◆ Required work ◆
Filter the data below and keep only the lines that contain the string "segment", leaving each kept line unchanged.

# Start of Supplied data

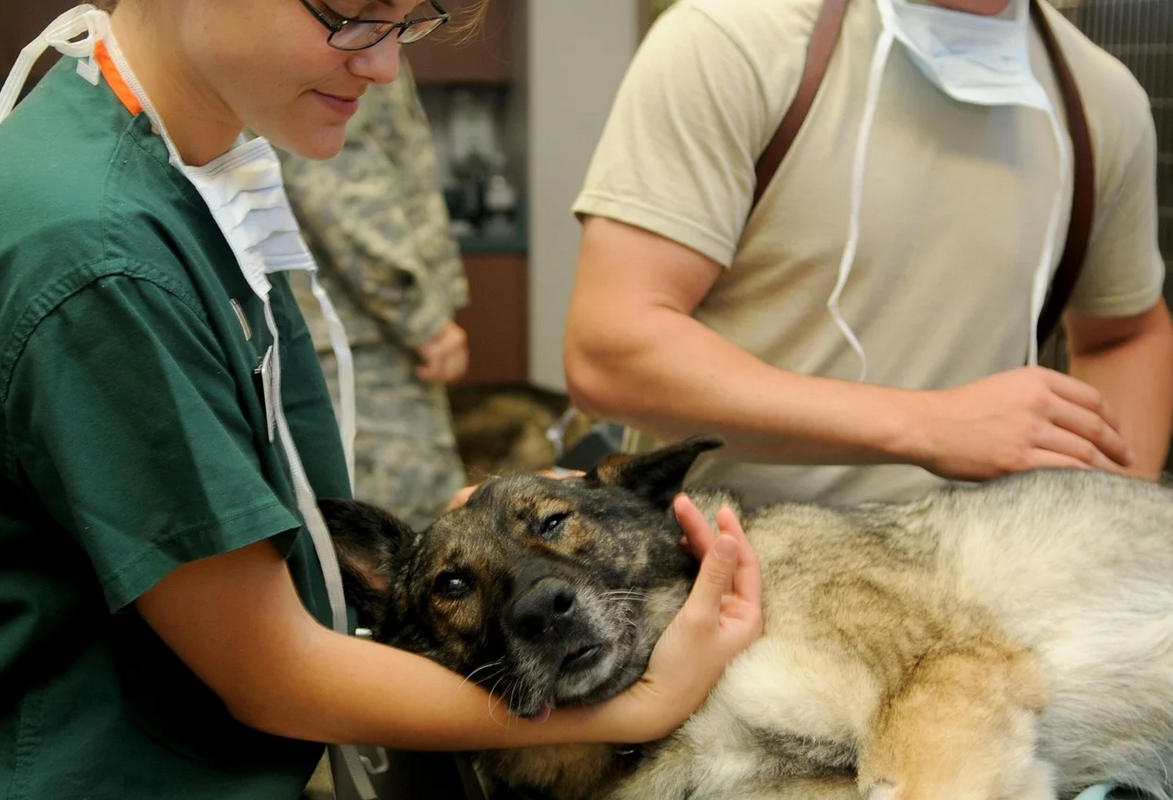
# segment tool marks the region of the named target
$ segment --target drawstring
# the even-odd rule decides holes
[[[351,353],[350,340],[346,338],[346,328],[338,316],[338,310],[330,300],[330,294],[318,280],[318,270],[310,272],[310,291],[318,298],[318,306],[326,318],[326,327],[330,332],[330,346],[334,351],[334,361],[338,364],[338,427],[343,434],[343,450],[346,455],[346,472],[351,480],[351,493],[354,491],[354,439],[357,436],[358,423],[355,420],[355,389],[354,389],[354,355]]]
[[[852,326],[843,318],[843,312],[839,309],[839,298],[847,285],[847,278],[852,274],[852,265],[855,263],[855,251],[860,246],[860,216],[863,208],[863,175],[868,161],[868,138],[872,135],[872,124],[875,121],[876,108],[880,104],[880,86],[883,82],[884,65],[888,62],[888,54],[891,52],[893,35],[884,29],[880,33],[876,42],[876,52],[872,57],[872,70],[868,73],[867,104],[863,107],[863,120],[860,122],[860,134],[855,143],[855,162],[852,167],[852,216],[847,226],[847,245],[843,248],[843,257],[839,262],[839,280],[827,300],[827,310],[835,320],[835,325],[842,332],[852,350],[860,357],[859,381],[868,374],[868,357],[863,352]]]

# End of Supplied data
# Start of Supplied data

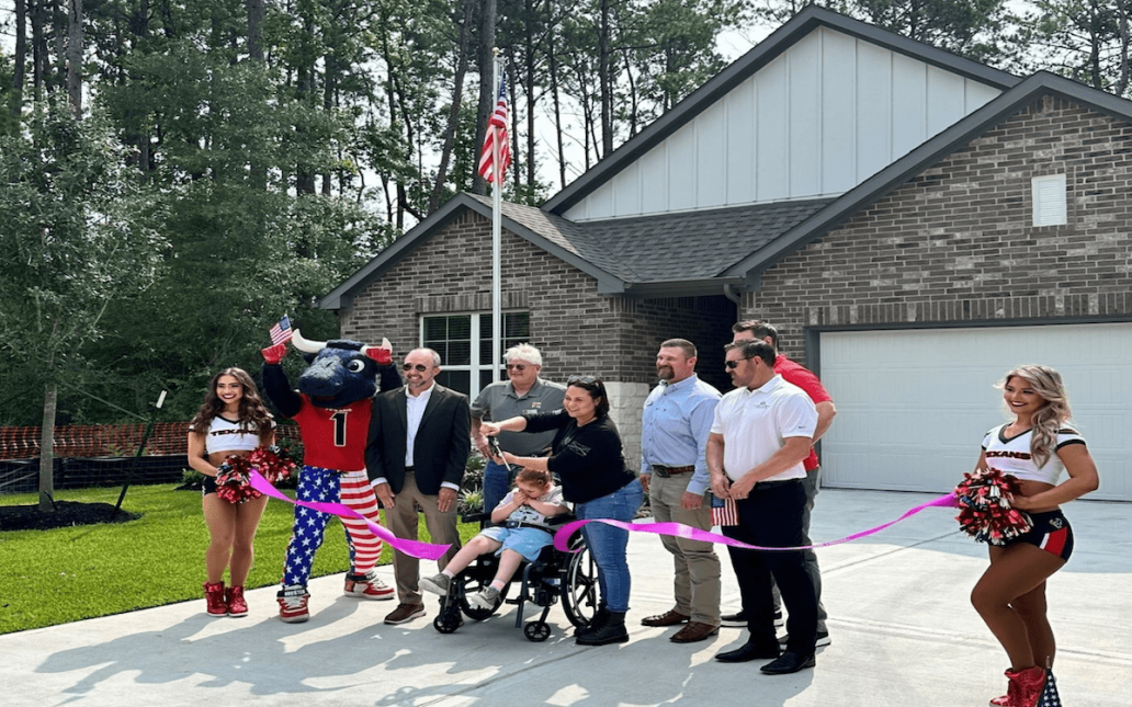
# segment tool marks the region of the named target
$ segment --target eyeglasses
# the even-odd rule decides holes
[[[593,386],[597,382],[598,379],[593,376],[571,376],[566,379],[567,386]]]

# End of Supplied data

◆ Correct result ◆
# segment tool marks the region of the named target
$ segment --target drawstring
# segment tool marks the region of the named target
$ segment --target eyeglasses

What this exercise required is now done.